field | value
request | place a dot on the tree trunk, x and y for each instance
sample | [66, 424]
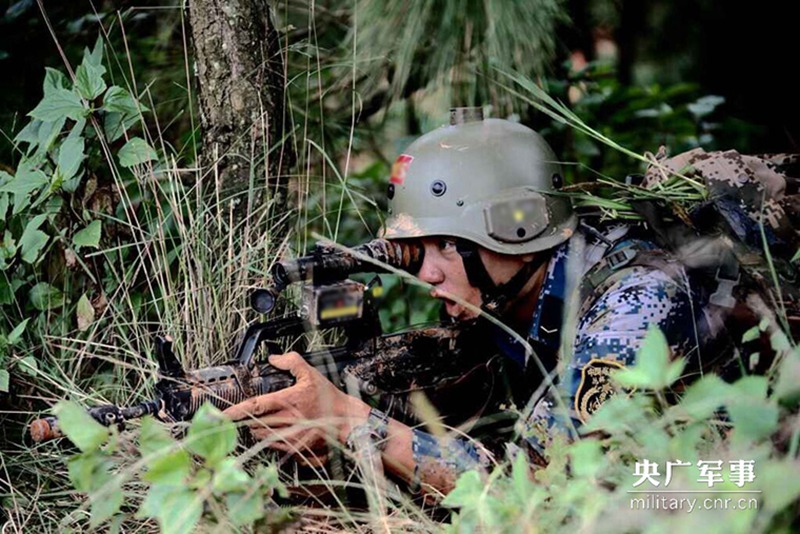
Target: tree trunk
[241, 94]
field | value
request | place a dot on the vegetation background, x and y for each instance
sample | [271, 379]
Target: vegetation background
[122, 218]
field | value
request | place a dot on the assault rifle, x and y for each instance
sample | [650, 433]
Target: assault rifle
[377, 365]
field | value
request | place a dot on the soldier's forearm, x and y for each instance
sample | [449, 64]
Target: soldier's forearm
[417, 457]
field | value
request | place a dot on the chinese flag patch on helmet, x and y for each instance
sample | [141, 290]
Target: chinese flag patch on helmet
[399, 169]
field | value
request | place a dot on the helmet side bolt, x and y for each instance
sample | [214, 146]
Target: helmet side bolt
[438, 188]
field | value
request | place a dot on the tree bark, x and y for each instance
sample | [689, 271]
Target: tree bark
[241, 94]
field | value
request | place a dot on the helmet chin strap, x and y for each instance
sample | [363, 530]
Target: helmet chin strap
[495, 297]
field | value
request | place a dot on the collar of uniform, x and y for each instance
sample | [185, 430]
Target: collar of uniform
[549, 312]
[545, 329]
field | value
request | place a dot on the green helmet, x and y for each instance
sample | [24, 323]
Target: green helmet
[486, 181]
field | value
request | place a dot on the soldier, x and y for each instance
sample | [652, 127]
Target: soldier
[482, 197]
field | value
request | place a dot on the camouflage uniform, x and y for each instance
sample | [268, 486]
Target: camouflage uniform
[613, 318]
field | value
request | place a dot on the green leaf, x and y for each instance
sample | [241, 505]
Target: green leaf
[15, 334]
[43, 296]
[84, 313]
[118, 99]
[89, 80]
[33, 240]
[467, 492]
[59, 104]
[28, 365]
[54, 80]
[177, 509]
[80, 427]
[29, 134]
[705, 396]
[229, 476]
[167, 463]
[135, 152]
[211, 435]
[653, 369]
[89, 236]
[70, 156]
[244, 508]
[25, 181]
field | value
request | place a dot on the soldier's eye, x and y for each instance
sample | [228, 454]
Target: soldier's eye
[447, 245]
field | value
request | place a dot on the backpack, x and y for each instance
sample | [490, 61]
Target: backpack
[731, 220]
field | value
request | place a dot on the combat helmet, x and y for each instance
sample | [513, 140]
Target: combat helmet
[488, 181]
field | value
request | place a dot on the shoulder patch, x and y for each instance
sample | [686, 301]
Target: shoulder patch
[595, 387]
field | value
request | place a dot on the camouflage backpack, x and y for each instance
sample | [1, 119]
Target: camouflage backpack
[742, 235]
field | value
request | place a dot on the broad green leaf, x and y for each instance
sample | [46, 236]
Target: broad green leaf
[60, 103]
[85, 313]
[135, 152]
[29, 134]
[172, 468]
[25, 181]
[244, 508]
[15, 334]
[89, 236]
[211, 435]
[48, 133]
[70, 156]
[229, 476]
[80, 427]
[117, 99]
[89, 80]
[177, 509]
[33, 240]
[705, 396]
[54, 80]
[43, 296]
[167, 463]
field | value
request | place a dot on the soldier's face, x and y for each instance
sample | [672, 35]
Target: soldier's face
[443, 268]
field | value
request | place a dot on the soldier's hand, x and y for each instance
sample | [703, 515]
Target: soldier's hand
[301, 419]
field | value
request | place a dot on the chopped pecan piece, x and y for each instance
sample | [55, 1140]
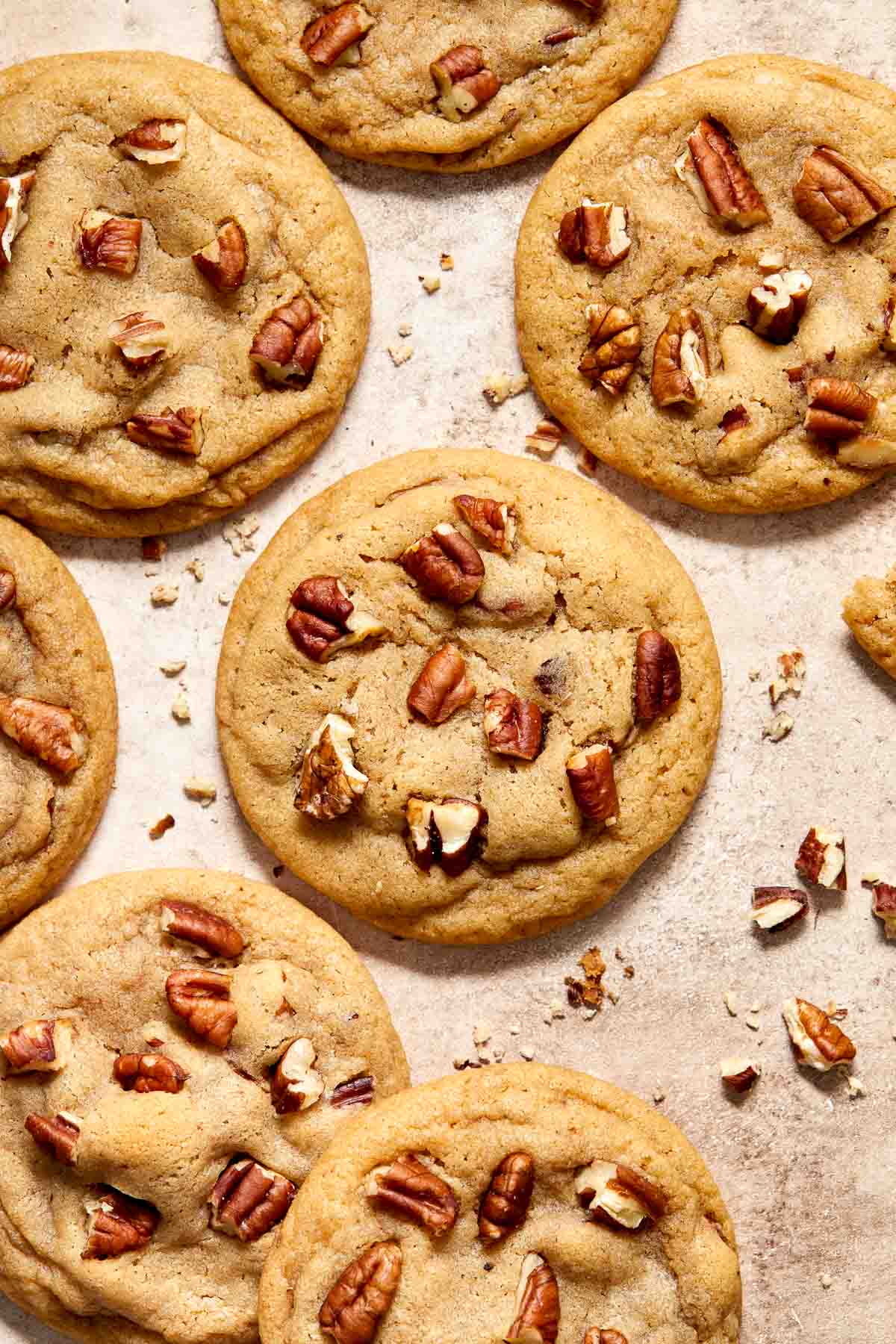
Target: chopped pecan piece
[225, 260]
[445, 564]
[615, 347]
[200, 927]
[836, 198]
[202, 999]
[595, 231]
[47, 732]
[334, 38]
[464, 81]
[108, 242]
[817, 1041]
[507, 1199]
[289, 342]
[180, 432]
[408, 1187]
[514, 726]
[361, 1295]
[714, 169]
[448, 833]
[442, 687]
[117, 1223]
[590, 774]
[149, 1073]
[57, 1135]
[247, 1201]
[680, 361]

****************

» **REQUIREMENTS**
Please copy each line from the material above that contains the string "piece". Treat uppercase and lowercase as different.

» **THE SOLUTION**
request | place a dot on the chopped pecan piece, x and y for each instance
Target: chopped pecan piece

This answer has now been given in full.